Contact: Brian Nowicki, (916) 201-6938

Greenhouse Gas Lawsuits Filed Against 15 Logging Plans in California

SAN FRANCISCO— The Center for Biological Diversity today filed lawsuits against the California Department of Forestry for illegally approving clearcut logging projects without properly analyzing the carbon emissions and climate consequences. The 15 logging plans, all proposed by the timber company Sierra Pacific Industries, would clearcut more than 5,000 acres of California forests in the Sierra Nevada and Cascade regions.

“Properly analyzing, and ultimately reducing, the carbon emissions from forestry are essential if California’s efforts at addressing greenhouse emissions are going to be effective,” said Brian Nowicki, California climate policy director at the Center for Biological Diversity. “But by continuing to rubberstamp Sierra Pacific Industries’ clearcutting plans, the Department of Forestry is chopping a gigantic hole in the credibility of California’s climate policy.”

The seven lawsuits, filed in superior courts in Amador, Calaveras, El Dorado, Modoc, Shasta, Tehama, and Trinity counties, assert the state violated the California Environmental Quality Act and Forest Practice Act in approving Sierra Pacific Industries’ timber-harvest plans without properly addressing the resulting CO2 emissions.

Last August, plans to log more than 1,600 acres of forest were formally withdrawn by Sierra Pacific Industries following lawsuits by the Center for Biological Diversity regarding the greenhouse gas emissions of the clearcutting. Beyond the logging plans challenged today, several dozen similar logging plans by Sierra Pacific Industries are awaiting approval from the Department of Forestry. Together, these plans would authorize clearcutting thousands of additional acres of California forest.

Undisturbed forests generally act as carbon sinks, continuously absorbing CO2 from the atmosphere via photosynthesis and storing it in the forests’ trees, shrubs, and soil. Logging can convert a patch of forest from a net carbon sink to a carbon source. Clearcutting, which is also damaging to wildlife and water quality, generates the most greenhouse gases of any logging method.

The California Department of Forestry is responsible for approving all logging plans on private land in California and must ensure that each proposed plan complies with the California Environmental Quality Act. Under this law, state agencies and local governments approving projects must analyze the projects' effects on greenhouse gas emissions and global warming, as well as the cumulative impact of related logging. However, rather than calculate the carbon emissions that would result from Sierra Pacific Industries’ actual logging plans, the Department of Forestry has asserted that over a 100-year time frame enough trees would grow back on the company’s lands to render the logging carbon neutral.

========

§ Required action
Give the press release again from "Last August, plans" up to and including "of California forest.", replacing "formally withdrawn" with "officially withdrawn". The rows after the press release play no part in the work on it.

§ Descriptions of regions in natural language

========

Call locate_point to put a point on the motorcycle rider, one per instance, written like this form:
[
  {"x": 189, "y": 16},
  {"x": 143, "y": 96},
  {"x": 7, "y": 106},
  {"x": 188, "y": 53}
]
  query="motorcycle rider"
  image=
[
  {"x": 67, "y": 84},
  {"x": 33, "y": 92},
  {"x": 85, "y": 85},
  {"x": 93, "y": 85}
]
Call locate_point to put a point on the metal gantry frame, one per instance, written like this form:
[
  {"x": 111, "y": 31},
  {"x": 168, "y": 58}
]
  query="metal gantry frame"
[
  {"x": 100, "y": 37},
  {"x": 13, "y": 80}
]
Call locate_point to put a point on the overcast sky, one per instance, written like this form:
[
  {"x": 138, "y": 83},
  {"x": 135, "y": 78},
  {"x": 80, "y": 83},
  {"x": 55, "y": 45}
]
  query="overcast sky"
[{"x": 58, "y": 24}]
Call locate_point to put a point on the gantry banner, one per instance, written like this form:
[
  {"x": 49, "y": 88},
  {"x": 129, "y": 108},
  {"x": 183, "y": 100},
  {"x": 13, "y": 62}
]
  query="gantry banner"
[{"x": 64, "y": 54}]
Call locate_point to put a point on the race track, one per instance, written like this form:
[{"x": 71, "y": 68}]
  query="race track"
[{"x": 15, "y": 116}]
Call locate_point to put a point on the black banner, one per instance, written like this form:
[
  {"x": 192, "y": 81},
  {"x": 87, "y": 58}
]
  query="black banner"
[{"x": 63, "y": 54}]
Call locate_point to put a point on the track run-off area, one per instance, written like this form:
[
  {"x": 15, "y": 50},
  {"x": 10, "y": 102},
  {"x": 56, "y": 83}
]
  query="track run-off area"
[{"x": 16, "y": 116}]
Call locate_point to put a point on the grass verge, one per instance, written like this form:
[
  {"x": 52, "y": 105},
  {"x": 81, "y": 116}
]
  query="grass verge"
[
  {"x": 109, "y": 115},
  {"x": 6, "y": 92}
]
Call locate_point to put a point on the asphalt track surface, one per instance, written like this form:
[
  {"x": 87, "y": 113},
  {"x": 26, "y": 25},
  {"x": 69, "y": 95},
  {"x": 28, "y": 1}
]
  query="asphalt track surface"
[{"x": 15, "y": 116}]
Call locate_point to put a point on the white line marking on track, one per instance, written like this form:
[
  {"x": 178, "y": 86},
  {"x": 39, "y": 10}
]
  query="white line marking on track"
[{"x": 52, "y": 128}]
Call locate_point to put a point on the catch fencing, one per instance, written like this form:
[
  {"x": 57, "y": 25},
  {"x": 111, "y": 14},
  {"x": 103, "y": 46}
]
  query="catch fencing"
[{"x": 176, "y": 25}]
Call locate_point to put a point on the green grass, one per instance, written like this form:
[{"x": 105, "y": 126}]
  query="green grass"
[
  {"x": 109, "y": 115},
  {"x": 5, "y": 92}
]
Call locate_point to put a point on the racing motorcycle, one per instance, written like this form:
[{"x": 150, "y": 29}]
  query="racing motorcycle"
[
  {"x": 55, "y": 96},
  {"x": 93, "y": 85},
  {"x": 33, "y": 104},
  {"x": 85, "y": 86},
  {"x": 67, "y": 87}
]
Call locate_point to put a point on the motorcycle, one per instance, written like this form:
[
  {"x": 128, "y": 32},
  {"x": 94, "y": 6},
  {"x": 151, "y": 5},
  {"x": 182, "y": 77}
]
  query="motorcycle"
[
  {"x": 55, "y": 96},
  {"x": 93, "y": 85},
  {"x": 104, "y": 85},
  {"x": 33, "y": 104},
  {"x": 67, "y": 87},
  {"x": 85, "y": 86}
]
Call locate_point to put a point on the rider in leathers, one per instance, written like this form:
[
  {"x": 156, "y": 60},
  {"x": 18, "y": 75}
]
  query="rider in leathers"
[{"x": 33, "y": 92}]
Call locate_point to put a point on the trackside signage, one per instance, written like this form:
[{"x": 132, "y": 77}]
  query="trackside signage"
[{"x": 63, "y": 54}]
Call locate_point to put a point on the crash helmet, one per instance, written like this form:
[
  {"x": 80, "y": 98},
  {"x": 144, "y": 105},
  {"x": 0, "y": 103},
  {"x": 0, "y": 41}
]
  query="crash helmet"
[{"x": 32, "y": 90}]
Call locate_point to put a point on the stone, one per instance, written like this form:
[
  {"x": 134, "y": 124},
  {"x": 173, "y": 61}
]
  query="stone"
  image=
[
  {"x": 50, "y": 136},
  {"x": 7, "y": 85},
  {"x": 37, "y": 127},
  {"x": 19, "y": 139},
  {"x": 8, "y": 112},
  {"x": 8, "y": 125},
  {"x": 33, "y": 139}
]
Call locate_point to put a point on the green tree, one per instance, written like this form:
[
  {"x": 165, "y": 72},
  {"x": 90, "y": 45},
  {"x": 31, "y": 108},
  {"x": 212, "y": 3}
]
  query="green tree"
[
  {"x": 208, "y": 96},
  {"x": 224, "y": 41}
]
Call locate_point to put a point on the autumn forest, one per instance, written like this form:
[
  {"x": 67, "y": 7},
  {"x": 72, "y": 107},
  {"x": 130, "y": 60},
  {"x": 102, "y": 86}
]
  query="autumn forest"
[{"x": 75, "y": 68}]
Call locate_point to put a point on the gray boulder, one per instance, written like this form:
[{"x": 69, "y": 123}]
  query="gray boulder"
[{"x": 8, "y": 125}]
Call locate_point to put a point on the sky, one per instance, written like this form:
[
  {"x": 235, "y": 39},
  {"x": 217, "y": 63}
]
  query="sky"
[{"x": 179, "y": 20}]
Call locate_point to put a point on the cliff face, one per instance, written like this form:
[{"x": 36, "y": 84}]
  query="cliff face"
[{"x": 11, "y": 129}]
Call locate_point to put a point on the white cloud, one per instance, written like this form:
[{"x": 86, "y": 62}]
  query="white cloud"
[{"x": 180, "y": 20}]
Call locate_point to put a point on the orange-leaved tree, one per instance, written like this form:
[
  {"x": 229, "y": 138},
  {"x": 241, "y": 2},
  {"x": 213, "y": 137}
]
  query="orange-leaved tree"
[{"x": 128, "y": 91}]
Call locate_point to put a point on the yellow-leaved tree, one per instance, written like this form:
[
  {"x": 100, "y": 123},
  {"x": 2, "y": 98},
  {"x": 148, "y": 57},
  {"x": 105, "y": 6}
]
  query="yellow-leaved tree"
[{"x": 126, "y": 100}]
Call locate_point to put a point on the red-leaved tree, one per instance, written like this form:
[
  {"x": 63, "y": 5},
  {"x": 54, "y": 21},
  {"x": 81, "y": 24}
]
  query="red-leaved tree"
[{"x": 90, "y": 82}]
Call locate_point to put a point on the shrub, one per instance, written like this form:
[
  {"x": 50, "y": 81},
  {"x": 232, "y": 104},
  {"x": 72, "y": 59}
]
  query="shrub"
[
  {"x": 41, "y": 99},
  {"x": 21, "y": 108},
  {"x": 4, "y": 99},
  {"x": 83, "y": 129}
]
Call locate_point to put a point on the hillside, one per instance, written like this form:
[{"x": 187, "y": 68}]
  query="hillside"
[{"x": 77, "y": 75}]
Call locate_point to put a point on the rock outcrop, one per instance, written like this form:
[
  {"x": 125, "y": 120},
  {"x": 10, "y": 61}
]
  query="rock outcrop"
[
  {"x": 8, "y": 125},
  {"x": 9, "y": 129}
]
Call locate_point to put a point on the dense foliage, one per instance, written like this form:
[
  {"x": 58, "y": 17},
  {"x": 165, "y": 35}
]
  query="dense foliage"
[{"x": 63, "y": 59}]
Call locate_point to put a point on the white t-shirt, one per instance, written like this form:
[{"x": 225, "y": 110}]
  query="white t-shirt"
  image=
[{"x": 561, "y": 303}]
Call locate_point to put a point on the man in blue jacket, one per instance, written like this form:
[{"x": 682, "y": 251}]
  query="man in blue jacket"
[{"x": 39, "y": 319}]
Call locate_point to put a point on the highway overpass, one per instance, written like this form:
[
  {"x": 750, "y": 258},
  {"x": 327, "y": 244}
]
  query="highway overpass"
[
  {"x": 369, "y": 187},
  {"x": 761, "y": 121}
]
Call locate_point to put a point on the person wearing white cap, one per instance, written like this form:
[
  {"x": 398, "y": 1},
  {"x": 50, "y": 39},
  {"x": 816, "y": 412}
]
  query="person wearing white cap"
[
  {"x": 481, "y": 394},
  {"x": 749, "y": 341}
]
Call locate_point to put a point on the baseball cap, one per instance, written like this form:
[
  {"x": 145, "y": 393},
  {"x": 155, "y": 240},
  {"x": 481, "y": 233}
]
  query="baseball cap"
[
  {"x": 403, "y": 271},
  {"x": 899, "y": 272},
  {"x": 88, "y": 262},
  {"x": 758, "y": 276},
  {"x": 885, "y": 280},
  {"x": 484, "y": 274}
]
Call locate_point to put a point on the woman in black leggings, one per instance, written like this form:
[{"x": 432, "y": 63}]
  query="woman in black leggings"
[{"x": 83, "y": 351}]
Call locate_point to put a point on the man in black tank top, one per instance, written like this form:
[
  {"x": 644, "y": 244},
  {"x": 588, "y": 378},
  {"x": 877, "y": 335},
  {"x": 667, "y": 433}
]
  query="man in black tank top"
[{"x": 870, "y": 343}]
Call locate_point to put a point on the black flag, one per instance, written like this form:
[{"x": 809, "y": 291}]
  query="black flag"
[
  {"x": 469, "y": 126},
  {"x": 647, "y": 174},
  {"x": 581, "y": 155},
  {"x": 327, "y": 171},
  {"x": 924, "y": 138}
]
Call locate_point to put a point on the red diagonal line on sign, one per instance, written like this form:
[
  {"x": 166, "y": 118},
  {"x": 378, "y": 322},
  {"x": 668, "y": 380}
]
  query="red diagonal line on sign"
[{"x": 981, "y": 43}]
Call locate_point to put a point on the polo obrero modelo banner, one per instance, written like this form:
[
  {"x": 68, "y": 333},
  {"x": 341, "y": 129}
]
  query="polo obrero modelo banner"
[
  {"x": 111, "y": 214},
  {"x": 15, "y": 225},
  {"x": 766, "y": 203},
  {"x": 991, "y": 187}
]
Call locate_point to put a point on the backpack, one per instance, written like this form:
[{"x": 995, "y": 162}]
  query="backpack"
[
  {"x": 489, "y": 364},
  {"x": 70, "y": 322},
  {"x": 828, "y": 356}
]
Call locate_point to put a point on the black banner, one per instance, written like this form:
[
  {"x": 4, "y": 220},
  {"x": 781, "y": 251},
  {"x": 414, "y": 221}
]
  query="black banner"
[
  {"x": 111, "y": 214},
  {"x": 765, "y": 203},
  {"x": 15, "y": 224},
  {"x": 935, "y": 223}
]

========

§ Result of this task
Last August, plans to log more than 1,600 acres of forest were officially withdrawn by Sierra Pacific Industries following lawsuits by the Center for Biological Diversity regarding the greenhouse gas emissions of the clearcutting. Beyond the logging plans challenged today, several dozen similar logging plans by Sierra Pacific Industries are awaiting approval from the Department of Forestry. Together, these plans would authorize clearcutting thousands of additional acres of California forest.